## Exercise instructions
Every record below is to be restated word for word.

## Data records
*** Begin section ***

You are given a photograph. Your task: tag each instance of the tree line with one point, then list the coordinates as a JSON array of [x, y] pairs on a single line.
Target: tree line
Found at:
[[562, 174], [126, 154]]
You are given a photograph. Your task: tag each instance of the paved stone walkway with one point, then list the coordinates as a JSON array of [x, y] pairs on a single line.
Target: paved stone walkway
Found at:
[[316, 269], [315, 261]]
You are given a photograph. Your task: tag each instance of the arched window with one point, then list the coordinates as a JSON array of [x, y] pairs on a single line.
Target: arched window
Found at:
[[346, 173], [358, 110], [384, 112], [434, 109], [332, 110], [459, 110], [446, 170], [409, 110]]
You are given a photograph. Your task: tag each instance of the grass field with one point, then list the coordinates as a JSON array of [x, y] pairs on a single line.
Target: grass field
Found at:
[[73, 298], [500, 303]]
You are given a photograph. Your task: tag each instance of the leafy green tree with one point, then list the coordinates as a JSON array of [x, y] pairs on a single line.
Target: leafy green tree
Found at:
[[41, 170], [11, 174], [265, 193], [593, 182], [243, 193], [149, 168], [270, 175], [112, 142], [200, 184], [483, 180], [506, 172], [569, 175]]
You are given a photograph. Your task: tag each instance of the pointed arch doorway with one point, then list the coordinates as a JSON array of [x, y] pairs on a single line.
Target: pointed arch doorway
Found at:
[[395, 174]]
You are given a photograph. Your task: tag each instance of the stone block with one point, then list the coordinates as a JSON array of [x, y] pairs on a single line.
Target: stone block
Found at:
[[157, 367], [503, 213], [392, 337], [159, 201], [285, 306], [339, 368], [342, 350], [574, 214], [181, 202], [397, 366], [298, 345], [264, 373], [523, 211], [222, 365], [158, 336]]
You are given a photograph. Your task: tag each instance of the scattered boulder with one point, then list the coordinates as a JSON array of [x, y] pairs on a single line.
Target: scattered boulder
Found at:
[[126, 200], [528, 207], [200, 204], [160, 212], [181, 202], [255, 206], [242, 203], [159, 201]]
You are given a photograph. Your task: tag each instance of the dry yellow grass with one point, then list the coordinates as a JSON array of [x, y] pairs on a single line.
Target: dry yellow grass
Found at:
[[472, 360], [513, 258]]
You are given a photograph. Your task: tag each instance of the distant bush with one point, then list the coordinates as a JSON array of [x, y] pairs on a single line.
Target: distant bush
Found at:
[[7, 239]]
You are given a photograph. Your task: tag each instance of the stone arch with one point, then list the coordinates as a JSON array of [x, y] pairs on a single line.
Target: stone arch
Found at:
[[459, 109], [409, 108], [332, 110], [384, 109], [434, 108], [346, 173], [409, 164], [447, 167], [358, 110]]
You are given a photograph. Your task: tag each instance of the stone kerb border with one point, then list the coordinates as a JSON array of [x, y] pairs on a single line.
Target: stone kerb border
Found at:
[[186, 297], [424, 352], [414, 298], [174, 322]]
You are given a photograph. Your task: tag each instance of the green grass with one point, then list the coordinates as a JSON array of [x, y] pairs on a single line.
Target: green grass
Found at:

*** End section ***

## Result of this task
You are given a photograph. Your task: tag each instance of the tree line with one point, then list the coordinates as a JSON array of [x, y] pairs on a single line.
Target: tree line
Found at:
[[562, 174], [126, 154]]
You are given a photograph. Your task: tag each instance of the paved stone walkway with one point, then list the coordinates as a JSON array of [x, y] pairs on a single line.
Target: paved stone walkway
Found at:
[[316, 269], [315, 261]]
You are given a photograph. Your task: tag each instance of the arched window with one point, then list the coordinates as a JSON array of [x, y] pairs on a single line.
Target: arched window
Found at:
[[346, 173], [358, 110], [384, 112], [434, 109], [332, 110], [459, 110], [446, 170], [409, 110]]
You are given a photograph. Your task: tag each instance of the grass field with one point, then list the coordinates as a JSON array of [x, y] pairs on a single line.
Target: grass field
Found at:
[[73, 298], [500, 303]]
You are given a photograph. Your task: tag each instance of the leafy green tree with one point, then list the coordinates as a JSON array of [x, y] pairs on a single line.
Target: leafy green tree
Found at:
[[41, 170], [11, 174], [265, 193], [593, 182], [243, 193], [149, 168], [270, 175], [112, 142], [200, 184], [483, 180], [506, 172], [569, 175]]
You are given a photograph. Your task: tag each instance of the pointed arch doorway with one point, then list the coordinates as a JSON array of [x, y] pairs on a single line.
Target: pointed arch doorway
Found at:
[[395, 174]]
You are given a photograph. Your task: tag each instance of the stone block with one point, then list the coordinates as a JSON array of [x, y] pairs on a single line.
Target: stone block
Found at:
[[157, 367], [503, 213], [392, 337], [159, 201], [285, 306], [339, 368], [342, 350], [574, 214], [181, 202], [397, 366], [298, 345], [264, 373], [523, 211], [222, 365], [158, 336]]
You are given a photograph. Your task: tag each instance of the scattered boulder with one point, then list the coordinates as a JSON array of [x, y] pairs on a single line.
Target: scattered boulder
Found at:
[[126, 200], [528, 207], [200, 204], [160, 212], [181, 202], [255, 206], [242, 203], [159, 201]]
You are given a photograph. Your task: tag each instance of the dry yellow grass with one point, then list the coordinates as a JSON array of [x, y] pairs on a single line.
Target: dry yellow grass
Found at:
[[472, 360], [513, 258]]
You are given a photograph. Your task: tag each instance of the distant bush with one point, then list the coordinates as a JSON array of [x, y] pairs on a single line.
Target: distant bush
Found at:
[[7, 239]]
You are given a photograph. Your task: tag each instance of the stone arch with one point, then list the coordinates as a JSON array of [x, y] pairs on a single line.
Target: stone arch
Found at:
[[459, 109], [409, 108], [332, 110], [384, 109], [434, 108], [346, 173], [409, 164], [447, 167], [358, 110]]
You are given a photograph. Your task: tag each instance of the stone kerb border with one point, then list the coordinates as a JSON array of [x, y] pairs on a single line.
Target: stone kerb border
Found at:
[[186, 297], [424, 352], [414, 298], [174, 322]]
You are given a photograph. Your task: tag each instance of the green grass with one point, then list the coordinates as a JSON array of [x, y] pairs on a single line.
Target: green grass
Found at:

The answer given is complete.